## [WHAT IS EXPECTED]
Can you rewrite all the records below with every "Annotate" replaced by "Mark" and everything else left as it is? Leave the pictures out of your answer.

## [INFORMATION GIVEN]
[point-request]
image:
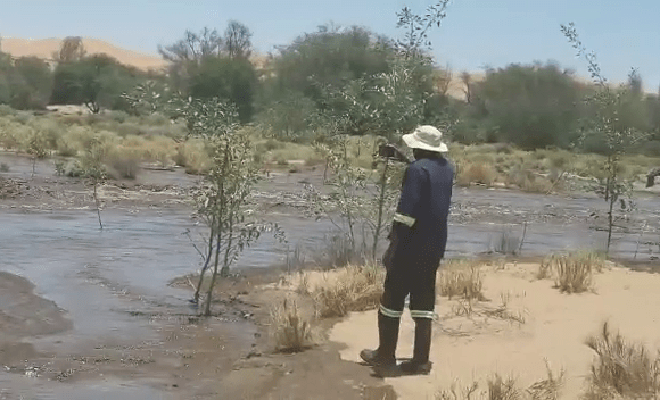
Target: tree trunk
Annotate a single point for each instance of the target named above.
(209, 254)
(381, 201)
(220, 214)
(209, 291)
(610, 223)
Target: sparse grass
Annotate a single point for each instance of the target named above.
(479, 173)
(500, 388)
(488, 164)
(350, 289)
(573, 272)
(289, 330)
(460, 278)
(506, 243)
(622, 370)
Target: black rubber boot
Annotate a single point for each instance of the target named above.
(420, 364)
(388, 335)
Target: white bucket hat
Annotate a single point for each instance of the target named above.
(426, 137)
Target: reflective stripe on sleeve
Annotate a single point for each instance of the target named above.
(422, 314)
(390, 313)
(404, 219)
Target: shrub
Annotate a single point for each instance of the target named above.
(477, 173)
(125, 162)
(622, 369)
(506, 243)
(289, 330)
(192, 155)
(506, 389)
(460, 278)
(6, 111)
(574, 271)
(351, 289)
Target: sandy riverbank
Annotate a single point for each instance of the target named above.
(473, 348)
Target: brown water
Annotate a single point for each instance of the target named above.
(103, 278)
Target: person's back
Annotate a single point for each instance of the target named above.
(430, 232)
(417, 243)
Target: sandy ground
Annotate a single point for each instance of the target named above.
(474, 348)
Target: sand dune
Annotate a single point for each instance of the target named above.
(44, 49)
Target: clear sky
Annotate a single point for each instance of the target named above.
(476, 33)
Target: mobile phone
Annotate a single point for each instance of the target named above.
(387, 151)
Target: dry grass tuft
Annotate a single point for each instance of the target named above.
(622, 369)
(461, 278)
(573, 272)
(548, 388)
(290, 331)
(480, 173)
(351, 289)
(506, 389)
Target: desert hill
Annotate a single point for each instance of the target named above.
(44, 49)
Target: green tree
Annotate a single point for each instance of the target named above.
(237, 43)
(607, 125)
(224, 201)
(531, 106)
(330, 57)
(231, 79)
(96, 81)
(31, 85)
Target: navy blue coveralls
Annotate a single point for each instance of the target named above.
(418, 238)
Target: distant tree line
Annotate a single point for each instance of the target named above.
(373, 83)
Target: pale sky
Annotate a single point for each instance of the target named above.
(476, 33)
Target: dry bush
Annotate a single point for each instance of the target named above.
(548, 388)
(574, 271)
(124, 162)
(545, 269)
(506, 389)
(351, 289)
(290, 331)
(623, 370)
(193, 156)
(460, 278)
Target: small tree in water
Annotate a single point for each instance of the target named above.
(608, 127)
(223, 200)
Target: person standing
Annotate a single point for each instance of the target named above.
(417, 244)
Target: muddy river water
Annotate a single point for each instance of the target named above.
(102, 278)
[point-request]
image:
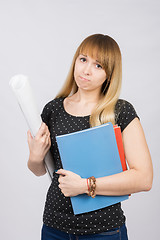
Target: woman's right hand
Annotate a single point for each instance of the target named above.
(40, 144)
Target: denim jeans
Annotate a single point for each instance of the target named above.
(49, 233)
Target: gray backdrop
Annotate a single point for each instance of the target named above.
(38, 38)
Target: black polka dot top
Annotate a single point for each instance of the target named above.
(58, 212)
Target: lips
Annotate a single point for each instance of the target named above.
(84, 79)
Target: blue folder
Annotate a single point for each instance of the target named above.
(91, 152)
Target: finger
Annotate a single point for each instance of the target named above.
(62, 172)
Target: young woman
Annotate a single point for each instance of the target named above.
(90, 97)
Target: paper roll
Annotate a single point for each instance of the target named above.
(26, 100)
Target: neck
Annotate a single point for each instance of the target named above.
(86, 96)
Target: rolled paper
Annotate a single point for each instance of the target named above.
(23, 92)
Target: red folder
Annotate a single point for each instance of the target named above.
(119, 140)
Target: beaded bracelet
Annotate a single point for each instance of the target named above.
(91, 186)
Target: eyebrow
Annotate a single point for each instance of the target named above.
(86, 56)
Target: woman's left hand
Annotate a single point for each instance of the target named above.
(71, 184)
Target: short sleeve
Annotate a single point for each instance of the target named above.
(125, 113)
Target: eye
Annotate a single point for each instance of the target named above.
(98, 66)
(82, 59)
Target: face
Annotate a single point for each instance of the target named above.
(88, 73)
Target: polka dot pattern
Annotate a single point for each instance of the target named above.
(58, 212)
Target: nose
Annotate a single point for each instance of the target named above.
(87, 69)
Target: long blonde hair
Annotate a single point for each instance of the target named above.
(104, 49)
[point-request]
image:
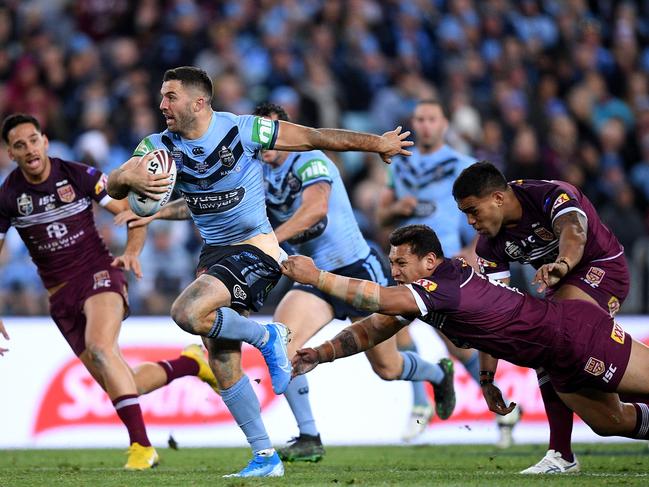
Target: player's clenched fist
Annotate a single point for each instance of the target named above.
(301, 269)
(304, 360)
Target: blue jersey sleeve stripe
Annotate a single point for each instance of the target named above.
(317, 180)
(275, 134)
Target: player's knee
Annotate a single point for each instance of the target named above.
(98, 354)
(385, 371)
(183, 317)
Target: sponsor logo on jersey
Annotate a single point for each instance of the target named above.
(544, 234)
(215, 202)
(594, 366)
(429, 286)
(25, 204)
(101, 279)
(226, 156)
(617, 334)
(262, 131)
(72, 399)
(513, 250)
(594, 276)
(66, 193)
(613, 306)
(238, 292)
(485, 265)
(315, 168)
(561, 199)
(101, 184)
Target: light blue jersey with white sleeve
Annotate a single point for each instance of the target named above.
(333, 242)
(220, 175)
(429, 178)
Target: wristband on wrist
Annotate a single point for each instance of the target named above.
(563, 260)
(486, 377)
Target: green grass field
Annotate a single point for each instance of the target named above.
(608, 464)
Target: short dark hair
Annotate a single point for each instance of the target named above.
(266, 109)
(477, 180)
(421, 238)
(17, 119)
(432, 101)
(191, 76)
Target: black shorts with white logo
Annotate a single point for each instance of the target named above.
(247, 272)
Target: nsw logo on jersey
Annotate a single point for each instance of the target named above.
(25, 204)
(315, 168)
(226, 156)
(263, 131)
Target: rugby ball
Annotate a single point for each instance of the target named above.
(161, 162)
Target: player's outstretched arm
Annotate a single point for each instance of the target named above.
(363, 295)
(315, 203)
(492, 394)
(4, 333)
(132, 175)
(359, 337)
(293, 137)
(572, 230)
(176, 210)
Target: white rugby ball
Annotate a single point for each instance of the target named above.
(161, 162)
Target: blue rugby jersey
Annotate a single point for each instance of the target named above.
(336, 240)
(220, 175)
(429, 178)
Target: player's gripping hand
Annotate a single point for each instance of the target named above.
(138, 179)
(394, 143)
(304, 360)
(495, 400)
(127, 217)
(301, 269)
(4, 333)
(128, 262)
(548, 275)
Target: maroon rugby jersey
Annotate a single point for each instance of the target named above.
(55, 219)
(532, 241)
(474, 312)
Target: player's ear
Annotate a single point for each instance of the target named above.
(498, 197)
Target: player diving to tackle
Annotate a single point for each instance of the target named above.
(553, 227)
(310, 211)
(587, 355)
(49, 202)
(420, 191)
(217, 155)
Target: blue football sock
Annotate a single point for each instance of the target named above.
(416, 368)
(473, 366)
(244, 406)
(419, 395)
(297, 395)
(230, 325)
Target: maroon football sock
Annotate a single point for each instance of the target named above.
(560, 419)
(128, 410)
(641, 430)
(179, 367)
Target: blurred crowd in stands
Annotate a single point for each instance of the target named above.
(541, 88)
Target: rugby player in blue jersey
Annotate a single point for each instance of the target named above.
(310, 211)
(217, 155)
(420, 191)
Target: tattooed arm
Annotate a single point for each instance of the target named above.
(572, 229)
(360, 336)
(293, 137)
(363, 295)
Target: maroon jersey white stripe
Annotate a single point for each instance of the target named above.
(55, 219)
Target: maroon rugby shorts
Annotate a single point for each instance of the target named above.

## [COMPLETE RESPONSE]
[point-request]
image:
Target: tree trunk
Mark a single point for each instance of the target named above.
(209, 254)
(381, 201)
(220, 214)
(209, 291)
(610, 223)
Target: sparse grass
Mark a single point for each instance of the target named above.
(479, 173)
(500, 388)
(488, 164)
(350, 289)
(573, 272)
(289, 330)
(460, 278)
(506, 243)
(622, 370)
Target: black rubber boot
Mark a single point for each instance of the target named above.
(420, 364)
(388, 335)
Target: white bucket hat
Mark a single point for each instance of the target named above.
(426, 137)
Target: reflective stripe on sleeve
Mark a single point for each instance of the target named above.
(422, 314)
(390, 313)
(404, 219)
Target: shrub
Mark a single point for each instance of the target named above.
(477, 173)
(125, 162)
(622, 369)
(506, 243)
(289, 330)
(192, 155)
(506, 389)
(460, 278)
(6, 111)
(574, 271)
(351, 289)
Target: sandy riverbank
Mark a single point for each instance of the target named above.
(473, 348)
Target: brown water
Mark a single point for each instance of the target named above.
(103, 278)
Target: person's back
Mark a single point for each instance of the target named above.
(430, 232)
(417, 243)
Target: sandy ground
Mark a single point for each instance of the target named above.
(474, 348)
Target: sand dune
Mark a single point for each instance of the target named above.
(44, 49)
Target: clear sky
Mark a single point for each instance of the target named above.
(476, 33)
Target: mobile phone
Mark a single point for each instance of the target named above.
(387, 151)
Target: dry grass tuft
Mark a single point for each instance of the target named above.
(622, 369)
(461, 278)
(573, 272)
(548, 388)
(290, 331)
(480, 173)
(351, 289)
(506, 389)
Target: desert hill
Mark a single point for each instance of the target named above.
(44, 49)
Target: green tree
Mark a single point for each instance of the target named above.
(237, 43)
(607, 125)
(224, 201)
(531, 106)
(330, 57)
(231, 79)
(96, 81)
(31, 85)
Target: navy blue coveralls
Mark a single point for each instance of the target named above.
(418, 238)
Target: distant tree line
Mark a single point for each instance of the target named above.
(373, 83)
Target: pale sky
Mark a single point for each instance of the target named above.
(476, 33)
Target: dry bush
Mark a single point for each instance of the target named above.
(548, 388)
(574, 271)
(124, 162)
(545, 269)
(506, 389)
(351, 289)
(290, 331)
(623, 370)
(193, 156)
(460, 278)
Target: small tree in water
Mark a single point for each instance of the target named above.
(608, 127)
(223, 200)
Target: person standing
Mark a single point for each instance of the target named above.
(417, 244)
Target: muddy river water
Mark a single point for each instance of the target named above.
(102, 278)
[point-request]
image:
Target: woman's right hand
Mark a single point for each instance of the target named above.
(40, 144)
Target: denim jeans
Mark a single point for each instance of the target named above.
(49, 233)
Target: gray backdrop
Mark a single point for each instance of the target named above.
(38, 38)
Target: black polka dot top
Mark a single point for each instance of the target named above.
(58, 212)
Target: lips
Mark a single point for each instance of the target named above.
(84, 79)
Target: blue folder
Mark a single point for each instance of the target named above.
(91, 152)
Target: finger
Mark a single point for each instance of the target named above.
(62, 172)
Target: young woman
Mark a single point for each instance of the target named above.
(90, 97)
Target: paper roll
Mark a single point for each instance of the target named above.
(26, 100)
Target: neck
Mark a single point for each instance of the target named above.
(86, 96)
Target: rolled paper
Mark a single point for each instance of the target named above.
(23, 92)
Target: red folder
Mark a single point for each instance of the target named above.
(119, 140)
Target: beaded bracelet
Mark a single point for each instance of the target named above.
(91, 186)
Target: eyebrow
Mark a single point for each instance of the target named above.
(86, 56)
Target: woman's left hand
Mark a single point for each instance of the target named above.
(71, 184)
Target: short sleeve
Mark a single point for each instance of the target named above.
(125, 113)
Target: eye
Mark a single point for each instance of the target named above.
(98, 66)
(82, 59)
Target: face
Mark a single point for each instance of the target named above.
(88, 73)
Target: polka dot pattern
Mark a single point for each instance of the target named above.
(58, 212)
Target: nose
Mark a single point for each instance of the target named above.
(87, 69)
Target: long blonde hair
Mark a single point for each instance of the target named above.
(104, 49)
[point-request]
image:
Target: player's clenched fist
Mark a single point for each instance of the target named above.
(301, 269)
(304, 360)
Target: blue jersey sleeve stripe
Mark a single point for each instance of the target named above.
(317, 180)
(275, 134)
Target: player's knee
Mark a single point for each instance of the target named above.
(98, 354)
(385, 371)
(183, 317)
Target: sponsor logo on jersey
Mark a single point for each instance of the target named above.
(544, 234)
(215, 202)
(594, 366)
(429, 286)
(25, 204)
(101, 279)
(226, 156)
(617, 334)
(262, 131)
(72, 399)
(513, 250)
(594, 276)
(66, 193)
(613, 306)
(238, 292)
(485, 265)
(315, 168)
(561, 199)
(101, 184)
Target: light blue jersey with white sleeve
Mark a single point for each instance of the target named above.
(333, 242)
(220, 175)
(429, 178)
Target: wristband on wrist
Mark a single point for each instance of the target named above.
(563, 260)
(486, 377)
Target: green grass field
Mark a single point for each instance of the target named above.
(608, 464)
Target: short dark hair
Mark a single point for each instance of the target named above.
(266, 109)
(477, 180)
(421, 238)
(17, 119)
(432, 101)
(191, 76)
Target: black shorts with white logo
Mark a single point for each instance of the target named above.
(247, 272)
Target: nsw logo on jersey
Mark a single point for each instance of the target named above.
(25, 204)
(315, 168)
(226, 156)
(263, 131)
Target: rugby ball
Mark a single point for each instance of the target named above.
(161, 162)
Target: player's outstretched arm
Mark a single point for each instance of the target named above.
(363, 295)
(315, 203)
(492, 394)
(4, 333)
(132, 175)
(359, 337)
(293, 137)
(572, 230)
(176, 210)
Target: white rugby ball
Mark a single point for each instance of the target named above.
(161, 162)
Target: blue rugby jersey
Mark a single point for each instance of the target named above.
(336, 240)
(220, 175)
(429, 178)
Target: player's gripping hand
Mark a single point for each instance of the target named above.
(138, 179)
(394, 143)
(304, 360)
(495, 400)
(127, 217)
(301, 269)
(4, 333)
(128, 262)
(548, 275)
Target: maroon rugby jersey
Mark a single point for each instance of the target named above.
(55, 219)
(532, 241)
(474, 312)
Target: player's ear
Mark a single point for each instance of the target named above.
(498, 197)
Target: player diving to tackle
Mark a single point for each instance of the target named above.
(553, 227)
(310, 211)
(587, 355)
(49, 202)
(420, 191)
(217, 155)
Target: blue football sock
Mark a single point for each instance of the target named above.
(416, 368)
(473, 366)
(244, 406)
(419, 395)
(297, 395)
(230, 325)
Target: maroon football sock
Mark a single point for each instance of the target named above.
(560, 419)
(128, 410)
(641, 430)
(179, 367)
Target: blurred crowd in stands
Mark a single point for each instance of the target named above.
(541, 88)
Target: rugby player in blue jersey
Mark a single point for each instance of the target named above.
(310, 211)
(217, 155)
(420, 191)
Target: tattooed arm
Mark a single point for each instance of the target named above.
(572, 229)
(360, 336)
(293, 137)
(363, 295)
Target: maroon jersey white stripe
Mark a single point for each instance of the target named above.
(55, 219)
Target: maroon rugby shorts
Mark a single point for each instance of the target named above.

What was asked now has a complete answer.